Pourtant il ne faut pas croire que Ebola n’a pas intéressé ceux qui dirigent le monde. Il a intéressé... mais d’une manière très particulière. Dans la suite de l’effondrement du World Trade Center en 2001, des enveloppes remplies d’anthrax sont postées aux USA. Dans le cadre de la lutte contre le bio-terrorisme, le département d’État et l’armée américaine ont fait toutes les études préliminaires pour un candidat-vaccin contre Ebola. Une époque impérialiste et impériale, où la militarisation est une donnée constante, y compris dans le domaine de la santé ! Restait à faire tout ce que fait l’industrie pharmaceutique, c’est-à-dire les essais cliniques, le développement et la production. Ils n’ont jamais été faits... Une firme, GSK, Glaxo Smith Kline, a même été chargée de suivre ce candidat-vaccin. Mais aucun essai clinique n’a été effectué sur l’homme avec les molécules mises alors au point.
« Une maladie de pauvres dans des pays pauvres »

- **Données enregistrées**:
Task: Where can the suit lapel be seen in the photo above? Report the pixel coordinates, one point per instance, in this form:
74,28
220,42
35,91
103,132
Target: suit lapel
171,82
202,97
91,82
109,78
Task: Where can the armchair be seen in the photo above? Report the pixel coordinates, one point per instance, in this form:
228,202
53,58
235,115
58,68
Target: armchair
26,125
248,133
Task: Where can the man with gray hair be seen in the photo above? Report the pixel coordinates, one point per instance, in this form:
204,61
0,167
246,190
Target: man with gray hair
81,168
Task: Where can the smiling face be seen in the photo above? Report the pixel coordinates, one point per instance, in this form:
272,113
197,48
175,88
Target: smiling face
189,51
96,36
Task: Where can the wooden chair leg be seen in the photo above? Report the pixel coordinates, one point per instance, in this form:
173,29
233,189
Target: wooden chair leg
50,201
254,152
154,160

- **Consigne**: Pouvez-vous résumer en deux phrases l'extrait sur le candidat-vaccin contre Ebola ? La liste n'est d'aucune utilité ici.

- **Solution proposée**: Après l'envoi aux États-Unis d'enveloppes remplies d'anthrax, dans la suite de l'effondrement du World Trade Center en 2001, le département d'État et l'armée américaine ont mené, dans le cadre de la lutte contre le bio-terrorisme, les études préliminaires pour un candidat-vaccin contre Ebola. La firme GSK a été chargée de suivre ce candidat-vaccin, mais les essais cliniques, le développement et la production n'ont jamais été faits, et aucun essai sur l'homme n'a été effectué avec les molécules alors mises au point.